Travail à faire →
1) Recopiez à l'identique le passage de l'entretien sur l'accord entre Israël et les Émirats arabes unis qui s'ouvre sur les mots « Le deuxième élément » et se clôt sur « États du Golfe. ».
2) Poursuivez, s'il vous plaît, l'entretien sur l'accord de libre-échange entre Israël et les Émirats arabes unis après sa dernière phrase.

Extrait fourni →
Israël a signé mardi 31 mai un accord avec les Émirats arabes unis, abolissant les barrières douanières pour «96% des produits» échangés entre les deux États. Le docteur en géopolitique Frédéric Encel analyse les conséquences géopolitiques de cet évènement.
FIGAROVOX. – Pourquoi cet accord est-il présenté par le premier ministre israélien comme «historique » ?
Frédéric ENCEL. – Ma première réponse est la suivante: précisément parce que c’est une première. Le premier traité de paix entre Israël et un État arabe est très ancien, il date des accords de Camp David en 1978 avec l’Égypte. Mais il s’était agi pendant plusieurs décennies d’une paix froide. Il n’y avait entre les deux pays pratiquement aucun contact commercial, culturel, ou diplomatique.
Dans les années 90, il y a eu le traité de paix israélo-jordanien de 1994, et l’ouverture de bureaux d’intérêts des États du Golfe avec Israël en 1996. Il y a eu un certain nombre d’accords, mais jamais un accord de libre-échange économique et commercial entre Israël et un pays arabe. Le premier ministre israélien triomphe parce que c’est sans précédent.
Le deuxième élément de réponse, est que les Émirats arabes unis sont la puissance montante du Golf. On l’a vu sur le plan militaire au Yémen. On le voit sur le plan diplomatique avec une autonomie de plus en plus large vis-à-vis de l’Arabie saoudite qui permet aux émirats de discuter avec tout le monde et d’intervenir dans beaucoup de cénacles internationaux. Et puis c’est la puissance montante sur le plan économique et financier puisque les investissements et les dépenses des émirats sont moins sanctuaires, plus stratégiques et plus lucratifs que la plupart des investissements des autres États du Golfe.

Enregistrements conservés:
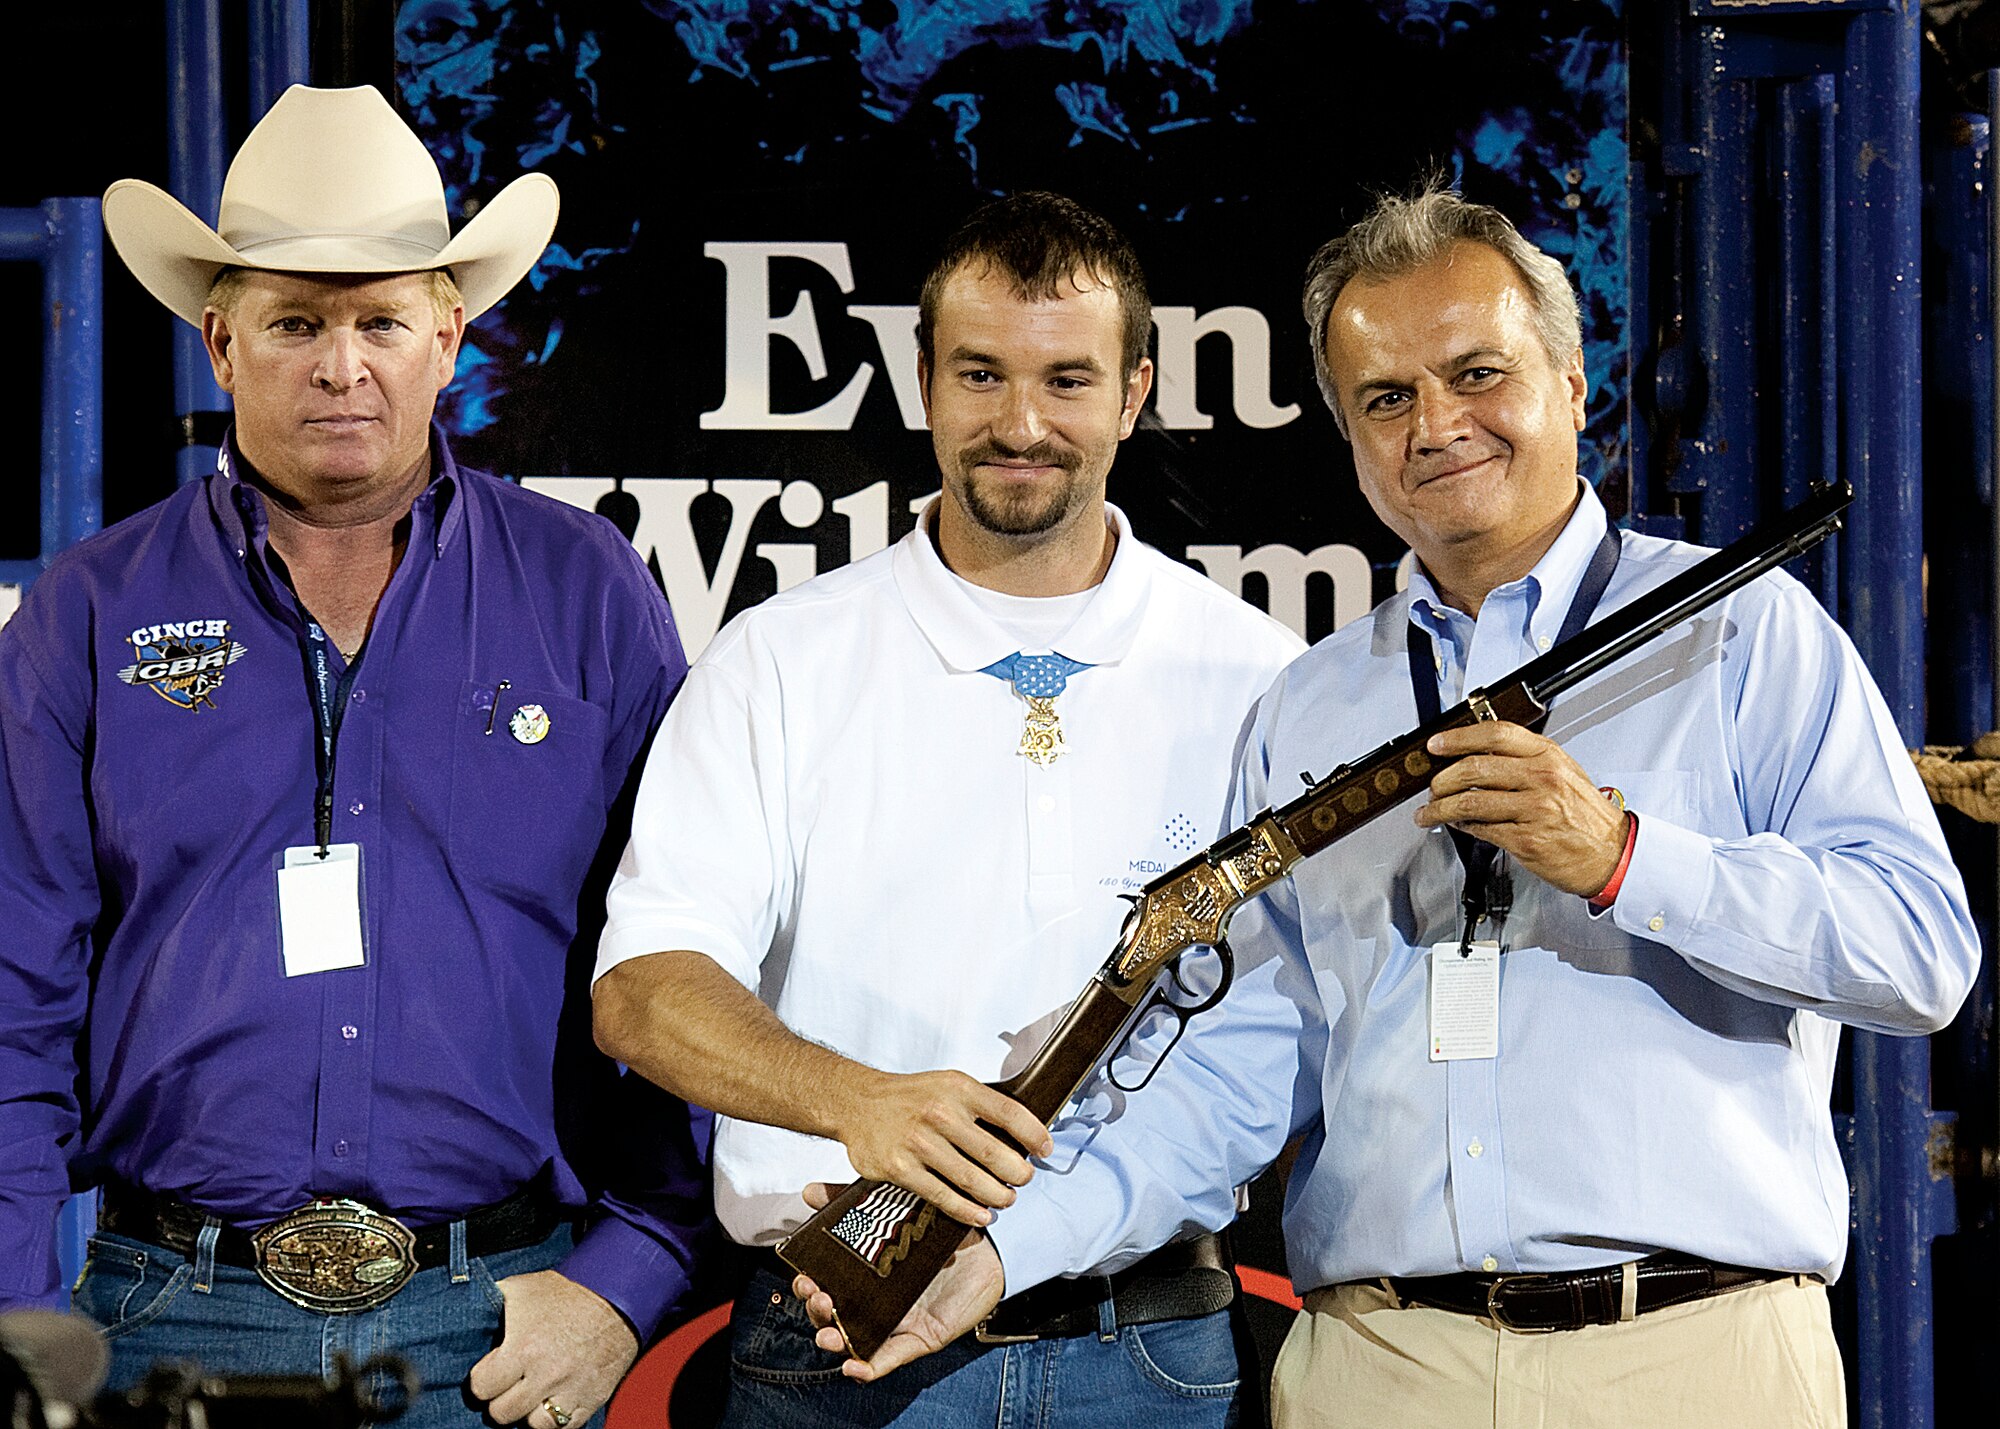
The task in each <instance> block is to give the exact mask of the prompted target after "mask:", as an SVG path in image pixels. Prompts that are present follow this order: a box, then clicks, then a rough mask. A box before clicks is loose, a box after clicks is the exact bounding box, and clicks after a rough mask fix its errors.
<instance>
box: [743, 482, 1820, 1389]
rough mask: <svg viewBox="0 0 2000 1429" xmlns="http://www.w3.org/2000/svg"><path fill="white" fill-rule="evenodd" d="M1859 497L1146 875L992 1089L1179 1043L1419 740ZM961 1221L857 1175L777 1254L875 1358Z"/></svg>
mask: <svg viewBox="0 0 2000 1429" xmlns="http://www.w3.org/2000/svg"><path fill="white" fill-rule="evenodd" d="M1850 500H1854V488H1852V486H1850V484H1846V482H1838V484H1834V486H1822V488H1820V490H1816V492H1814V494H1812V496H1808V498H1806V500H1804V502H1800V504H1798V506H1794V508H1792V510H1788V512H1786V514H1782V516H1778V518H1774V520H1770V522H1764V524H1760V526H1756V528H1754V530H1750V532H1748V534H1744V536H1742V538H1740V540H1736V542H1732V544H1730V546H1726V548H1724V550H1718V552H1716V554H1712V556H1708V558H1704V560H1702V562H1700V564H1696V566H1692V568H1688V570H1684V572H1682V574H1678V576H1674V578H1670V580H1666V582H1662V584H1660V586H1656V588H1652V590H1648V592H1646V594H1642V596H1638V598H1634V600H1632V602H1630V604H1626V606H1622V608H1618V610H1614V612H1612V614H1608V616H1604V618H1602V620H1598V622H1596V624H1590V626H1588V628H1584V630H1580V632H1578V634H1576V636H1572V638H1568V640H1564V642H1562V644H1558V646H1556V648H1552V650H1550V652H1548V654H1542V656H1540V658H1536V660H1530V662H1528V664H1524V666H1520V668H1518V670H1514V672H1512V674H1510V676H1506V680H1502V682H1500V684H1496V686H1492V688H1484V690H1472V692H1470V694H1466V698H1464V700H1462V702H1460V704H1458V706H1454V708H1448V710H1444V712H1442V714H1438V719H1434V721H1430V723H1428V725H1422V727H1420V729H1414V731H1410V733H1408V735H1404V737H1402V739H1394V741H1390V743H1388V745H1382V749H1378V751H1374V753H1372V755H1366V757H1362V759H1358V761H1354V763H1352V765H1342V767H1340V769H1336V771H1334V773H1330V775H1328V777H1326V779H1322V781H1318V783H1316V785H1312V787H1310V789H1306V793H1304V795H1300V797H1298V799H1294V801H1292V803H1288V805H1286V807H1284V809H1276V811H1272V809H1266V811H1264V813H1260V815H1258V817H1254V819H1252V821H1250V823H1246V825H1244V827H1242V829H1238V831H1236V833H1232V835H1226V837H1224V839H1222V841H1220V843H1216V845H1212V847H1210V849H1204V851H1202V853H1198V855H1194V857H1192V859H1188V861H1186V863H1184V865H1180V867H1178V869H1172V871H1168V873H1164V875H1160V877H1158V879H1154V881H1152V883H1148V885H1146V889H1144V891H1142V893H1140V895H1138V897H1136V901H1134V905H1132V911H1130V913H1128V915H1126V921H1124V931H1122V933H1120V935H1118V947H1114V949H1112V955H1110V957H1108V959H1106V961H1104V967H1100V969H1098V971H1096V975H1094V977H1092V979H1090V983H1088V985H1086V987H1084V993H1082V997H1078V999H1076V1001H1074V1003H1072V1005H1070V1011H1068V1015H1064V1019H1062V1023H1058V1027H1056V1031H1054V1033H1050V1035H1048V1041H1046V1043H1042V1049H1040V1051H1038V1053H1036V1055H1034V1061H1030V1063H1028V1067H1024V1069H1022V1071H1020V1073H1018V1075H1016V1077H1010V1079H1006V1081H1000V1083H994V1089H996V1091H1002V1093H1006V1095H1008V1097H1012V1099H1014V1101H1018V1103H1020V1105H1024V1107H1026V1109H1028V1111H1032V1113H1034V1115H1036V1117H1040V1119H1042V1123H1044V1125H1048V1123H1052V1121H1054V1119H1056V1113H1060V1111H1062V1109H1064V1107H1066V1105H1068V1101H1070V1097H1074V1095H1076V1091H1078V1087H1082V1085H1084V1079H1086V1077H1090V1073H1092V1071H1096V1069H1098V1067H1100V1065H1102V1063H1104V1061H1106V1057H1110V1055H1114V1053H1116V1049H1118V1047H1120V1045H1122V1041H1124V1039H1126V1037H1130V1029H1134V1027H1136V1025H1138V1023H1140V1021H1142V1019H1144V1017H1146V1015H1148V1013H1150V1011H1154V1009H1164V1011H1166V1013H1168V1015H1172V1017H1174V1019H1176V1021H1178V1023H1180V1027H1176V1031H1174V1039H1172V1041H1170V1043H1168V1051H1170V1049H1172V1045H1174V1043H1178V1041H1180V1033H1182V1031H1184V1029H1186V1023H1188V1019H1190V1017H1196V1015H1198V1013H1204V1011H1208V1009H1210V1007H1214V1005H1216V1003H1218V1001H1220V999H1222V995H1224V993H1226V991H1228V985H1230V977H1232V971H1234V963H1232V961H1230V949H1228V939H1226V937H1224V935H1226V933H1228V923H1230V915H1232V913H1234V911H1236V907H1238V905H1240V903H1244V899H1250V897H1254V895H1258V893H1262V891H1264V889H1268V887H1270V885H1274V883H1278V879H1284V877H1286V875H1288V873H1290V871H1292V867H1294V865H1296V863H1298V861H1300V859H1310V857H1312V855H1316V853H1320V851H1322V849H1326V847H1328V845H1332V843H1334V841H1336V839H1346V837H1348V835H1350V833H1354V831H1356V829H1360V827H1362V825H1366V823H1368V821H1370V819H1374V817H1376V815H1380V813H1384V811H1388V809H1392V807H1394V805H1400V803H1404V801H1406V799H1410V797H1412V795H1416V793H1420V791H1424V789H1428V785H1430V781H1432V777H1434V775H1436V773H1438V771H1442V769H1446V767H1448V765H1452V763H1456V761H1452V759H1438V757H1436V755H1432V753H1428V751H1426V749H1424V745H1426V743H1428V741H1430V737H1432V735H1438V733H1440V731H1448V729H1460V727H1464V725H1474V723H1478V721H1512V723H1516V725H1526V727H1530V729H1536V727H1540V723H1542V721H1544V719H1546V717H1548V706H1550V702H1552V700H1554V698H1556V696H1558V694H1562V692H1564V690H1568V688H1570V686H1574V684H1578V682H1582V680H1586V678H1590V676H1592V674H1596V672H1598V670H1602V668H1606V666H1608V664H1612V662H1616V660H1620V658H1624V656H1626V654H1630V652H1632V650H1636V648H1638V646H1642V644H1646V642H1648V640H1652V638H1654V636H1658V634H1662V632H1666V630H1670V628H1672V626H1676V624H1680V622H1682V620H1686V618H1688V616H1692V614H1696V612H1698V610H1702V608H1706V606H1710V604H1714V602H1716V600H1720V598H1722V596H1726V594H1730V592H1732V590H1736V588H1740V586H1744V584H1748V582H1750V580H1754V578H1756V576H1760V574H1764V572H1766V570H1770V568H1772V566H1776V564H1780V562H1784V560H1790V558H1792V556H1796V554H1800V552H1804V550H1808V548H1810V546H1814V544H1818V542H1820V540H1824V538H1826V536H1830V534H1832V532H1836V530H1840V512H1842V510H1844V508H1846V506H1848V502H1850ZM1198 947H1206V949H1214V953H1216V955H1218V959H1220V963H1222V973H1220V977H1218V979H1216V987H1214V989H1212V991H1210V993H1208V995H1206V997H1204V999H1202V1001H1198V1003H1176V1001H1174V999H1172V997H1168V995H1166V989H1164V987H1156V983H1168V981H1174V983H1178V985H1180V991H1182V993H1188V995H1194V993H1192V989H1188V987H1186V985H1184V983H1180V975H1178V963H1180V957H1182V955H1184V953H1188V951H1192V949H1198ZM1166 973H1172V977H1166ZM1148 995H1150V997H1148ZM1160 1055H1162V1057H1164V1055H1166V1051H1162V1053H1160ZM1156 1065H1158V1063H1156ZM1148 1079H1150V1073H1148ZM1140 1085H1144V1083H1140ZM1128 1091H1130V1089H1128ZM980 1125H982V1127H986V1123H980ZM986 1131H990V1133H992V1135H996V1137H1000V1139H1002V1141H1006V1143H1008V1145H1014V1141H1012V1137H1008V1135H1006V1133H1002V1131H998V1129H994V1127H986ZM1016 1149H1018V1147H1016ZM940 1221H942V1223H944V1225H938V1223H940ZM964 1229H966V1227H962V1225H958V1223H954V1221H950V1219H948V1217H944V1215H940V1213H938V1209H936V1207H934V1205H930V1203H928V1201H924V1199H922V1197H918V1195H916V1193H914V1191H904V1189H902V1187H896V1185H890V1183H884V1181H868V1179H862V1181H854V1183H850V1185H848V1187H846V1189H844V1191H840V1193H838V1195H836V1197H834V1199H832V1201H830V1203H828V1205H826V1209H824V1211H820V1213H818V1215H814V1217H812V1219H810V1221H806V1223H804V1225H802V1227H798V1231H794V1233H792V1237H790V1239H786V1241H784V1245H780V1247H778V1255H780V1257H782V1259H784V1261H786V1263H788V1265H790V1267H792V1269H796V1271H802V1273H806V1275H810V1277H812V1279H814V1281H818V1285H820V1289H822V1291H826V1293H828V1295H832V1299H834V1323H836V1327H838V1329H840V1333H842V1337H844V1339H846V1341H848V1349H850V1351H852V1353H854V1355H856V1357H860V1359H868V1357H872V1355H874V1353H876V1351H878V1349H880V1347H882V1341H886V1339H888V1335H890V1331H894V1329H896V1325H898V1323H902V1317H904V1315H906V1313H908V1311H910V1307H912V1305H914V1303H916V1299H918V1297H920V1295H922V1293H924V1289H926V1287H928V1285H930V1283H932V1281H934V1279H936V1277H938V1271H942V1269H944V1263H946V1261H948V1259H950V1257H952V1251H956V1249H958V1245H960V1241H962V1239H964Z"/></svg>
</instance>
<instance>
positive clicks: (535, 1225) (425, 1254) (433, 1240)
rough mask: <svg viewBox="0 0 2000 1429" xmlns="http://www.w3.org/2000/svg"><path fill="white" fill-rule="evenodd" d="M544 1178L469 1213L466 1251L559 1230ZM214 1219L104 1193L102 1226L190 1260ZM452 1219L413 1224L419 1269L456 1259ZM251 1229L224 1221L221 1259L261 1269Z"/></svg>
mask: <svg viewBox="0 0 2000 1429" xmlns="http://www.w3.org/2000/svg"><path fill="white" fill-rule="evenodd" d="M544 1181H546V1177H540V1179H536V1181H534V1183H532V1185H528V1187H522V1189H520V1191H516V1193H514V1195H510V1197H508V1199H506V1201H496V1203H494V1205H488V1207H480V1209H476V1211H470V1213H466V1217H464V1227H466V1231H464V1237H466V1253H468V1255H472V1257H482V1255H502V1253H504V1251H518V1249H522V1247H528V1245H540V1243H542V1241H546V1239H548V1237H550V1235H554V1233H556V1229H558V1227H560V1225H562V1223H564V1221H566V1219H568V1213H566V1211H564V1207H562V1205H560V1203H558V1201H556V1199H554V1195H552V1193H550V1191H548V1187H546V1185H544ZM208 1219H210V1217H206V1215H204V1213H200V1211H196V1209H194V1207H192V1205H186V1203H182V1201H174V1199H170V1197H162V1195H154V1193H152V1191H142V1189H138V1187H134V1185H126V1183H122V1181H112V1183H108V1185H106V1187H104V1199H102V1203H100V1207H98V1229H100V1231H110V1233H112V1235H124V1237H130V1239H134V1241H146V1243H148V1245H160V1247H166V1249H168V1251H178V1253H180V1255H182V1257H186V1259H190V1261H192V1259H194V1251H196V1241H198V1239H200V1233H202V1227H204V1223H206V1221H208ZM452 1225H454V1223H452V1221H440V1223H438V1225H422V1227H412V1231H414V1233H416V1265H418V1269H430V1267H434V1265H448V1263H450V1259H452ZM250 1235H252V1233H250V1231H244V1229H242V1227H234V1225H224V1227H222V1233H220V1235H218V1237H216V1265H232V1267H236V1269H242V1271H248V1269H256V1247H254V1245H252V1243H250Z"/></svg>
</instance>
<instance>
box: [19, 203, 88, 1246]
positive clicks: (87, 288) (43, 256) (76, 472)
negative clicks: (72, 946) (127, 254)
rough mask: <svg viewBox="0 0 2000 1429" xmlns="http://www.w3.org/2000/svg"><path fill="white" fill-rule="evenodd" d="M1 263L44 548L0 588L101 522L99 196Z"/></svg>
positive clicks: (68, 1217) (79, 1234) (32, 570)
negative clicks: (26, 340) (32, 388)
mask: <svg viewBox="0 0 2000 1429" xmlns="http://www.w3.org/2000/svg"><path fill="white" fill-rule="evenodd" d="M0 260H12V262H40V264H42V318H44V332H42V522H40V524H42V548H40V552H38V554H36V558H34V560H0V580H8V582H14V584H28V582H30V580H34V576H38V574H40V572H42V570H44V568H46V566H48V562H50V560H54V558H56V554H58V552H60V550H62V548H64V546H70V544H74V542H78V540H82V538H84V536H88V534H90V532H92V530H96V528H98V526H100V524H104V224H102V218H100V216H98V200H96V198H50V200H46V202H44V204H42V206H40V208H6V210H0ZM94 1227H96V1199H94V1197H76V1199H72V1201H70V1203H68V1205H66V1207H64V1209H62V1215H60V1219H58V1223H56V1259H58V1263H60V1265H62V1273H64V1277H74V1275H76V1271H78V1269H80V1267H82V1263H84V1241H86V1239H88V1237H90V1231H92V1229H94Z"/></svg>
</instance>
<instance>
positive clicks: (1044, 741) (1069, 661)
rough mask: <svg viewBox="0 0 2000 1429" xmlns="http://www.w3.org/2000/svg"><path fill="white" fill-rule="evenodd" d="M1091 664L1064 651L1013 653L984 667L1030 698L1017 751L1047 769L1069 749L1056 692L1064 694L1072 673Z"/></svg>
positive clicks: (992, 662) (1086, 669)
mask: <svg viewBox="0 0 2000 1429" xmlns="http://www.w3.org/2000/svg"><path fill="white" fill-rule="evenodd" d="M1088 668H1090V666H1088V664H1084V662H1082V660H1072V658H1068V656H1062V654H1010V656H1006V658H1004V660H994V662H992V664H988V666H986V668H984V674H992V676H994V678H1000V680H1006V682H1008V684H1012V686H1014V692H1016V694H1020V696H1022V698H1024V700H1028V714H1026V719H1024V721H1022V727H1020V745H1018V747H1016V751H1014V753H1016V755H1022V757H1024V759H1028V761H1030V763H1032V765H1036V767H1038V769H1048V767H1050V765H1054V763H1056V761H1058V759H1062V757H1064V755H1068V753H1070V741H1068V739H1064V735H1062V717H1060V714H1058V712H1056V696H1058V694H1062V688H1064V686H1066V684H1068V682H1070V676H1072V674H1076V672H1078V670H1088Z"/></svg>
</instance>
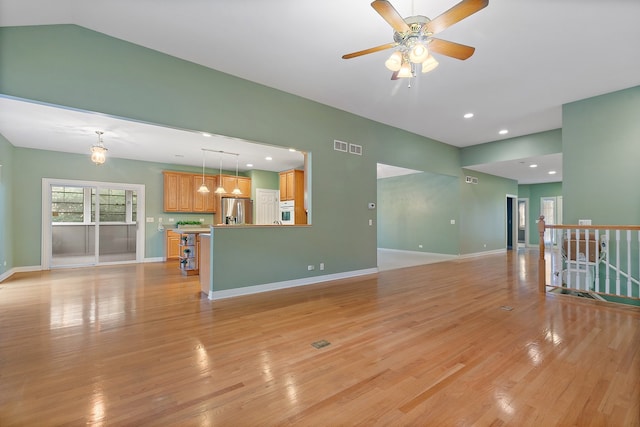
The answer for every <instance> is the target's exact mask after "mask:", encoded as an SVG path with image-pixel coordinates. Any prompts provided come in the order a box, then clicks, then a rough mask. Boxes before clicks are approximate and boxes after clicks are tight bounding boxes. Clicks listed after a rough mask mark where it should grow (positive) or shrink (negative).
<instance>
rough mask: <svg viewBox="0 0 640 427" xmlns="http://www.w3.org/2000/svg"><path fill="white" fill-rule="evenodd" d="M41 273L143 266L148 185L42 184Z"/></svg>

Réponses aux exercices →
1)
Le deuxième élément de réponse, est que les Émirats arabes unis sont la puissance montante du Golf. On l’a vu sur le plan militaire au Yémen. On le voit sur le plan diplomatique avec une autonomie de plus en plus large vis-à-vis de l’Arabie saoudite qui permet aux émirats de discuter avec tout le monde et d’intervenir dans beaucoup de cénacles internationaux. Et puis c’est la puissance montante sur le plan économique et financier puisque les investissements et les dépenses des émirats sont moins sanctuaires, plus stratégiques et plus lucratifs que la plupart des investissements des autres États du Golfe.

2)
Cet accord de libre-échange inaugure-t-il des relations apaisées entre Israël et les États arabes ?
Je ne pense pas qu’il y ait d’interactions directes entre les excellentes relations entre Israël et les Émirats arabes unis y compris via cet accord, et d’autres États arabes. La raison assez simple est que les États qui n’étaient plus défavorables à un accord de paix avec Israël et la reconnaissance d’Israël ont déjà franchi le pas. C’est le cas du Maroc, du Bahreïn et du Soudan qui ont conclu en plus des émirats les accords d’Abraham il y a deux ans et demi, sachant que l’Arabie saoudite était implicitement partie prenante de ces accords. Quant aux autres États arabes qui continuent de nier farouchement l’existence d’Israël et qui se considèrent en guerre, ce n’est pas l’exemplarité des émirats qui va les convaincre. Les émirats ne sont pas en capacité de convaincre l’Algérie, la Syrie, la Tunisie et quelques autres de passer un accord avec Israël. Je ne pense pas qu’il y ait d’autres interactions, mais plutôt que cet accord est un «one shot», extrêmement précieux pour Israël et pour les émirats, mais sans effet d’entraînement.
Dorian Barak, le président du Conseil commercial émirato-israélien a déclaré «Dubaï est en passe de devenir un hub pour les entreprises israéliennes qui considèrent l’Asie du Sud, le Moyen-Orient et l’Extrême-Orient comme des marchés. » Quels sont les enjeux économiques pour les deux États ?
Les profits sont immenses pour les deux États. D’une part, les deux économies sont très complémentaires. On a du côté émirati une économie monoexportatrice, au sens où les hydrocarbures et le pétrole en particulier correspondent à plus de 90% des entrées. De l’autre côté, l’économie israélienne n’est pas rentière, et est basée sur le high-tech. La complémentarité est donc très intéressante.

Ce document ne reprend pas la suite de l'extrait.